[Dataset entries]
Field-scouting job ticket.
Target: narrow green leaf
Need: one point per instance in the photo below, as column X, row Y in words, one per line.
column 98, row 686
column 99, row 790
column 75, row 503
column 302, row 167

**HOW TO COMPLETE THIS TASK:** Give back every line of the data exactly as it was written.

**EXERCISE RESULT:**
Field-scouting job ticket.
Target: narrow green leaf
Need: one point per instance in the photo below, as column X, row Y in words, one per line.
column 98, row 686
column 99, row 790
column 75, row 503
column 302, row 167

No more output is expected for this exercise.